## What you need to do
1. Output the passage of the news report about Sanders starting with "Police eventually caught" and going on through "County Crime Lab.".
2. Answer these questions using the news report about Sanders.
(a) In what year was Sanders released from prison?
(b) Where did police arrest Sanders?
(c) From what years were the two burglaries linked to his DNA sample?

Police characterize Sanders as " The worst of the worst" when it comes to repeat offender criminals. He has seven felony convictions under his belt...the most recent arrest, could put that tally at nine.
"He was released in prison in 1999. Prior to that, he had seven different felony convictions, ranging from armed robbery to burglary to possession of narcotics," said Lieutenant Bob McDonald of the Reno Police Department.
Police say Sanders was also charged with escaping from prison, only to commit more crime. His track record got him on Nevada's Repeat Offender Program List, a place for criminals who are most likely to re offend.
"To target the 20% of people who commit 80% of crimes. They are tasked with keeping an eye on these people when they get out of prison."
That's how detectives got Sanders back in Jail. During a police surveillance of the suspect, they witnessed him attempting to burglarize this North Reno home. Police say they knew the suspects habits...he usually targeted houses where no one was home, and nothing would stop him from getting in.
Police eventually caught up with Sanders at this convenience store in Sparks, where he was arrested and taken to jail. Once behind bars, a voluntary DNA sample from Sanders linked him to two more crimes.
His sample matched up with evidence from a pair of related, but unsolved burglaries from 2004 and 2006...meaning Sanders now has two more suspected felony charges to face.
"It's satisfaction, that you're able to get somebody off the streets that may be a harm to society or cause further infliction on individuals," said Jeffrey Riolo, Senior Criminalist at the Washoe County Crime Lab.
Police say, Sanders' track record speaks for itself...and even if he's convicted, serves time in prison, and then is released...most likely, he will re offend again.
"He's a career criminal. That's what he does. When he's not in prison, he's out committing crimes," added McDonald.
Police are very proud of this arrest. Not only did it get Sanders back off the streets, but it also helped them solve two burglaries they previously had no leads to.
They say it's a great example of how DNA evidence can help solve crimes that otherwise may always remain a mystery.

## Input data
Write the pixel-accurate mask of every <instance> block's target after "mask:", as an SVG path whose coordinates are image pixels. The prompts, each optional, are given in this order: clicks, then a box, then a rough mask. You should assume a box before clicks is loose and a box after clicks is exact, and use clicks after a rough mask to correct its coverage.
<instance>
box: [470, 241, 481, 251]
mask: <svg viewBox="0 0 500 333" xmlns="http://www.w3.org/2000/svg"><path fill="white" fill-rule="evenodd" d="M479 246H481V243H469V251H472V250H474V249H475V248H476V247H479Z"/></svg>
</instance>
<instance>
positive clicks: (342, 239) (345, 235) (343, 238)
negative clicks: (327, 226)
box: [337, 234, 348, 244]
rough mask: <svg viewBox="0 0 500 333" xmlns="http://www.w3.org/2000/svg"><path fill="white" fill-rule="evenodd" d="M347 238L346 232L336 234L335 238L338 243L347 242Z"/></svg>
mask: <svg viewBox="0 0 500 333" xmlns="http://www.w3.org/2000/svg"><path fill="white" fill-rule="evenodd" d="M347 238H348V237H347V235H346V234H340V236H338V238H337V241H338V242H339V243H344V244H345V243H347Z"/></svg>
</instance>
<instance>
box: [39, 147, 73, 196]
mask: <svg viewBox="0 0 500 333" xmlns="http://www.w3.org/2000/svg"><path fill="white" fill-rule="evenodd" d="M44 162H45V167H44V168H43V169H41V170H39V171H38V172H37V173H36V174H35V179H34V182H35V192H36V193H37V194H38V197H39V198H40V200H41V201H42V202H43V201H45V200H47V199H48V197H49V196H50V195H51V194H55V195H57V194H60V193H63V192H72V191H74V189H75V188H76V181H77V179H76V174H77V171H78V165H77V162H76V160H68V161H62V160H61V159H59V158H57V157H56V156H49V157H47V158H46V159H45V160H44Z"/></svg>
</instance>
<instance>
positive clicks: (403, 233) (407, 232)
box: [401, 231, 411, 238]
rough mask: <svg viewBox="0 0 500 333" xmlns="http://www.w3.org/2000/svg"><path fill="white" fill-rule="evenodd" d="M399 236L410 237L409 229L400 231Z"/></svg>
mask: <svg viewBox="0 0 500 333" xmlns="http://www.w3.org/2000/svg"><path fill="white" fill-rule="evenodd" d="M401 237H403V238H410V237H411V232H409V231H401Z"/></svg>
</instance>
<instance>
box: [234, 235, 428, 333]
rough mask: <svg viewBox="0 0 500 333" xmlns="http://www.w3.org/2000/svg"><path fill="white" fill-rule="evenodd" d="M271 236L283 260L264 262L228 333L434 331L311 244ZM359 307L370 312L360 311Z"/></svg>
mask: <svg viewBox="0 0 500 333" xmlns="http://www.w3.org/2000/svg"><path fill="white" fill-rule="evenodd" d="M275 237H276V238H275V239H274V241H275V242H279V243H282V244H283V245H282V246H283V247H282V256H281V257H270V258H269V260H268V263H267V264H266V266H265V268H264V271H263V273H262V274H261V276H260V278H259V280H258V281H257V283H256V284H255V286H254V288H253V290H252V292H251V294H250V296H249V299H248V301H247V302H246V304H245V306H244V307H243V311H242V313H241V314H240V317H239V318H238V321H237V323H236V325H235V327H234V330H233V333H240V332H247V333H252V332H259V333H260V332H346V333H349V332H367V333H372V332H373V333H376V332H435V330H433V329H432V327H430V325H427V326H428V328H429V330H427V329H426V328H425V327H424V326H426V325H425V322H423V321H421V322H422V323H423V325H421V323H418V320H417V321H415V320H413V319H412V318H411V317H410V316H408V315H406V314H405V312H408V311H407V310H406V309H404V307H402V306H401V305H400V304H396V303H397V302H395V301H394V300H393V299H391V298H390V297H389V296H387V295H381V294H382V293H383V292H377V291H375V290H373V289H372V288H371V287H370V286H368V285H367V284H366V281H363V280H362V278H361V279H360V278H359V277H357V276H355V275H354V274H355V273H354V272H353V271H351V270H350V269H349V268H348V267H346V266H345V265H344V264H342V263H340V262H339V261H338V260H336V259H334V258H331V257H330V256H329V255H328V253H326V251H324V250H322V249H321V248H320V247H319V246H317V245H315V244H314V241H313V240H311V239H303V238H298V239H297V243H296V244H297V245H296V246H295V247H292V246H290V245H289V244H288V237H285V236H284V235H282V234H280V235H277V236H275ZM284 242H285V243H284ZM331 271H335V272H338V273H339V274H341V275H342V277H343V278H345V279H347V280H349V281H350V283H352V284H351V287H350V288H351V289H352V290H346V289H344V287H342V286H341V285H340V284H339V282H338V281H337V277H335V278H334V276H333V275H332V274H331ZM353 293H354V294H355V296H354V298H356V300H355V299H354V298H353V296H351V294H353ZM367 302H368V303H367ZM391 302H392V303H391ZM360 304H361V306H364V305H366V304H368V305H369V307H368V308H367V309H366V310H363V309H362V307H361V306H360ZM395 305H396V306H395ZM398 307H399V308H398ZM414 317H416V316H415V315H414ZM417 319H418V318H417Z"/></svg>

## Solutions for each task
1.
Police eventually caught up with Sanders at this convenience store in Sparks, where he was arrested and taken to jail. Once behind bars, a voluntary DNA sample from Sanders linked him to two more crimes.
His sample matched up with evidence from a pair of related, but unsolved burglaries from 2004 and 2006...meaning Sanders now has two more suspected felony charges to face.
"It's satisfaction, that you're able to get somebody off the streets that may be a harm to society or cause further infliction on individuals," said Jeffrey Riolo, Senior Criminalist at the Washoe County Crime Lab.

2.
(a) 1999
(b) At a convenience store in Sparks
(c) 2004 and 2006